**The task**. Reproduce the whole listing, character for character.

A block of data:
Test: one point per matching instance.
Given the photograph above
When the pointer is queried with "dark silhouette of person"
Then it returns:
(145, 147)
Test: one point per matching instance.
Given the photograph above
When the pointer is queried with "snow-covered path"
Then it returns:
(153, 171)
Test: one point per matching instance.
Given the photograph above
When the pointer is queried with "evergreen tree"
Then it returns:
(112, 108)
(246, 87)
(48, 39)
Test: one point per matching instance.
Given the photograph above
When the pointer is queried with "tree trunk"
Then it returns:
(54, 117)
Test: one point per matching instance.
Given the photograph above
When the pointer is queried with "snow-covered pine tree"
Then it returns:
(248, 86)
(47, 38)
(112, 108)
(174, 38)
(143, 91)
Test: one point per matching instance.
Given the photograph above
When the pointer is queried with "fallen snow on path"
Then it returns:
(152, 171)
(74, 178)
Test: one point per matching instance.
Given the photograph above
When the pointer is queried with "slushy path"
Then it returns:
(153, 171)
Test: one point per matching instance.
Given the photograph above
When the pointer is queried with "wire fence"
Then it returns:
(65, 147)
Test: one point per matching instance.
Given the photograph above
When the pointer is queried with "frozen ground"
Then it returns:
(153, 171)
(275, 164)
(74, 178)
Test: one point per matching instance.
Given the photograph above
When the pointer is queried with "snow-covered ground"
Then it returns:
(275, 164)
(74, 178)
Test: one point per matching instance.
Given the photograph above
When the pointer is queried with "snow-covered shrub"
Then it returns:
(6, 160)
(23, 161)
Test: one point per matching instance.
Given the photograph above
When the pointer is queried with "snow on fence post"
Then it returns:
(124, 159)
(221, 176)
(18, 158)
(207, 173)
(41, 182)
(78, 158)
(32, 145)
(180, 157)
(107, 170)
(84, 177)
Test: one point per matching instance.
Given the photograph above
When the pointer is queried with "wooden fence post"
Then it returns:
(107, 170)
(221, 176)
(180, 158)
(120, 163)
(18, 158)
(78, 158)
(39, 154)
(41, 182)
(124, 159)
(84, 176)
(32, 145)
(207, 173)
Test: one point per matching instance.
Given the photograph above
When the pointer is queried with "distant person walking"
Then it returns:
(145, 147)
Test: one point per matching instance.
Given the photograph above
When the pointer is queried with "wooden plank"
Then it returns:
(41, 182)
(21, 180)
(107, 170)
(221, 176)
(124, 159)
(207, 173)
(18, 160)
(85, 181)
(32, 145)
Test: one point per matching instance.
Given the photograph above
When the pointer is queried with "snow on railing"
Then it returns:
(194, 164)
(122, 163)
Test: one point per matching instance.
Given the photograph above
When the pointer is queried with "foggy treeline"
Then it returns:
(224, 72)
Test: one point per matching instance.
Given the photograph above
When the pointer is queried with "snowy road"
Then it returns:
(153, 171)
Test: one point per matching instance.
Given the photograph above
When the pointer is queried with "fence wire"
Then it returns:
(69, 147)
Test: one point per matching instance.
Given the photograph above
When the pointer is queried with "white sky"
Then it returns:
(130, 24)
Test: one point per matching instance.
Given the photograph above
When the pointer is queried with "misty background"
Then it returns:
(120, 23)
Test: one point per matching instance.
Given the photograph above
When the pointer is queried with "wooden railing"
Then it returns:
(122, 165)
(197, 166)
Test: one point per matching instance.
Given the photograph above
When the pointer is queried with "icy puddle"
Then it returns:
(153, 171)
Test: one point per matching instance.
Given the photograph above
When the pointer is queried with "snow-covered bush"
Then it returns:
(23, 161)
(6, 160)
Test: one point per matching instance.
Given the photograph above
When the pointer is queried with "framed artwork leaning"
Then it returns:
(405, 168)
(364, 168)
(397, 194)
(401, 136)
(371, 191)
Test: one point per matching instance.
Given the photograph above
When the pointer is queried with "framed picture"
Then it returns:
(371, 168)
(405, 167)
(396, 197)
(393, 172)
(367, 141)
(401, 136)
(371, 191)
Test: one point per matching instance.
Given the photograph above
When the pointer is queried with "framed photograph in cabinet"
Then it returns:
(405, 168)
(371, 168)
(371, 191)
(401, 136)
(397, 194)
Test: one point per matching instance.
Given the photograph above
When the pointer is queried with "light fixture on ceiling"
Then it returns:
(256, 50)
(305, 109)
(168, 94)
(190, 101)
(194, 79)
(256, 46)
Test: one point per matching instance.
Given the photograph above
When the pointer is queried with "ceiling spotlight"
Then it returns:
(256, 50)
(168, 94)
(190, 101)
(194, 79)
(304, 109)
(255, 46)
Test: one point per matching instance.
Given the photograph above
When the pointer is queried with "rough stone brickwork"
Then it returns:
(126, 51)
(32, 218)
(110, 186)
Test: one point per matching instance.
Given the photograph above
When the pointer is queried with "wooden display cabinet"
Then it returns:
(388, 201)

**Exercise answer**.
Test: one point per matching instance.
Given the photograph above
When the pointer is queried with "dark silhouette of person"
Then it returns:
(145, 147)
Test: one point per matching instance.
Given the photograph above
When the pointer is queried with "snow-covered path"
Then it returns:
(153, 171)
Test: one point per matching instance.
Given the photograph above
When the pointer is queried with "evergreen tree"
Then it returns:
(112, 108)
(246, 87)
(48, 39)
Test: one point per matching instance.
Given the photograph above
When the pointer is queried with "tree trunk"
Then it returns:
(54, 117)
Test: one point per matching instance.
Given the photograph above
When the pointer is queried with "snow-covered pine tree"
Then it returns:
(248, 86)
(47, 38)
(112, 108)
(174, 38)
(143, 91)
Test: one point per matching instance.
Given the photograph above
When the pointer is queried with "fallen snow on path"
Then it returns:
(152, 171)
(74, 178)
Test: one point per matching instance.
Given the photograph above
When the pointer is queried with "slushy path"
Then it returns:
(153, 171)
Test: one point per matching instance.
Given the photograph above
When the pointer is queried with "wire fence"
Then it returns:
(65, 147)
Test: one point per matching instance.
Given the photograph above
When the pointer is queried with "frozen ground"
Then it returns:
(153, 171)
(275, 164)
(74, 178)
Test: one point per matching instance.
Given the photograph above
When the pointer is queried with "snow-covered ground"
Then it returns:
(275, 164)
(74, 178)
Test: one point per matching instance.
Given the photograph above
When the pointer is queried with "snow-covered shrub"
Then it returns:
(6, 160)
(23, 161)
Test: one point per matching instance.
Given the photograph above
When the pointer is queried with "snow on fence post"
Then it returns:
(124, 159)
(221, 176)
(18, 158)
(207, 173)
(41, 182)
(78, 158)
(32, 145)
(180, 157)
(107, 170)
(84, 177)
Test: one point per matching instance.
Given the photograph above
When the pointer is queried with "wooden fence post"
Then it returns:
(107, 170)
(221, 176)
(180, 158)
(120, 163)
(18, 158)
(78, 158)
(39, 154)
(41, 182)
(124, 159)
(84, 176)
(32, 145)
(207, 173)
Test: one point per matching instance.
Given the photograph above
When the pointer is queried with "distant person walking"
Then it returns:
(145, 147)
Test: one point per matching instance.
Given the photograph above
When the pointer is queried with "wooden plank"
Then it returns:
(41, 182)
(21, 180)
(107, 170)
(221, 176)
(124, 159)
(207, 173)
(18, 160)
(85, 181)
(32, 145)
Test: one point per matching instance.
Given the photograph above
When the pointer is queried with "snow on railing"
Then it returns:
(194, 164)
(122, 163)
Test: one point per matching instance.
Given the photograph above
When the pointer is queried with "foggy treeline"
Then it returns:
(224, 72)
Test: one point per matching instance.
Given the photograph above
When the pointer is queried with "snowy road"
Then it returns:
(153, 171)
Test: one point per matching instance.
Given the photograph above
When the pointer is queried with "fence wire"
Then it returns:
(69, 147)
Test: one point per matching instance.
Given the photograph above
When the pointer is queried with "white sky"
Then it returns:
(130, 24)
Test: one point per matching instance.
Given the photograph above
When the pointer is queried with "misty background"
Then it returns:
(120, 23)
Test: one point per matching instance.
Given the photograph above
When the pointer is queried with "wooden railing"
Then it returns:
(122, 165)
(197, 166)
Test: one point per matching instance.
Given the photograph above
When the pointer is queried with "icy puddle"
Then it returns:
(153, 171)
Test: one point per matching instance.
Given the photograph above
When the pointer is queried with "snow-covered bush"
Then it returns:
(23, 161)
(6, 160)
Test: one point per matching instance.
Given the photograph above
When the pointer is queried with "framed artwork leaning"
Then it returns:
(405, 168)
(364, 168)
(397, 194)
(401, 136)
(371, 191)
Test: one point per matching instance.
Given the photograph above
When the pointer is queried with "framed picture"
Then it returns:
(371, 168)
(405, 167)
(396, 197)
(393, 172)
(367, 141)
(401, 136)
(371, 191)
Test: one point per matching instance.
Given the photograph above
When the pointer is queried with "framed photograph in cabinet"
Then it returns:
(405, 168)
(371, 168)
(371, 191)
(401, 136)
(397, 194)
Test: one point per matching instance.
Given the photograph above
When the pointer is queried with "light fixture on ceiling"
Then it returns:
(256, 50)
(305, 109)
(168, 94)
(190, 101)
(194, 79)
(256, 46)
Test: one point per matching instance.
Given the photograph above
When the pointer is queried with "ceiling spotlight"
Then it returns:
(256, 50)
(168, 94)
(190, 101)
(194, 79)
(304, 109)
(255, 46)
Test: one point per matching instance.
Given the photograph above
When the pointer is queried with "rough stone brickwork"
Then it returns:
(126, 51)
(32, 218)
(110, 186)
Test: one point per matching instance.
Given the photograph above
When the pointer is queried with "wooden display cabinet"
Then it returns:
(388, 201)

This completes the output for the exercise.